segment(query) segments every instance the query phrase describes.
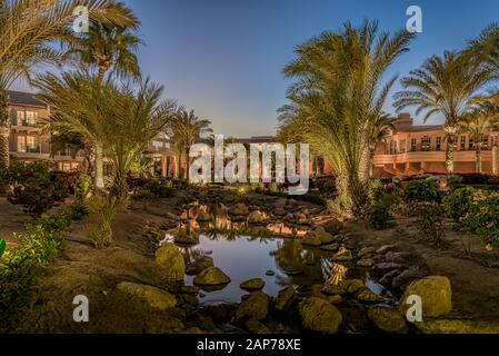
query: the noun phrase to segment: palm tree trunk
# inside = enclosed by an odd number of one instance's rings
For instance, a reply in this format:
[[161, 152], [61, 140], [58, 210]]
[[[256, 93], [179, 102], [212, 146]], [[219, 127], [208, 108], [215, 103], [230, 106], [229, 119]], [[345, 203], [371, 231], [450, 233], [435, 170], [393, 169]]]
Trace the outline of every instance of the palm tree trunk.
[[101, 144], [96, 145], [96, 188], [104, 188], [104, 164], [103, 149]]
[[0, 168], [9, 167], [9, 102], [7, 90], [0, 89]]
[[446, 149], [446, 166], [447, 172], [453, 174], [453, 151], [455, 151], [455, 136], [449, 135], [447, 138], [447, 149]]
════════
Short problem >> Copy out every line of the data above word for word, leaving out the pictures.

Written answer >>
segment(query) segments every instance the query phrase describes.
query: the noun phrase to segment: palm tree trunk
# inside = enclosed by an odd number of one instance's rings
For instance, a reply in this format:
[[161, 152], [61, 140], [58, 210]]
[[[256, 93], [179, 102], [212, 146]], [[219, 127], [208, 108], [215, 103], [230, 106], [229, 119]], [[345, 203], [371, 231], [450, 233], [435, 170], [393, 169]]]
Trace the outline of every instance of the palm tree trunk.
[[101, 144], [96, 145], [96, 188], [104, 188], [104, 164], [103, 149]]
[[0, 168], [9, 167], [9, 102], [7, 90], [0, 89]]
[[446, 149], [446, 166], [447, 172], [453, 174], [453, 151], [455, 151], [455, 136], [449, 135], [447, 138], [447, 149]]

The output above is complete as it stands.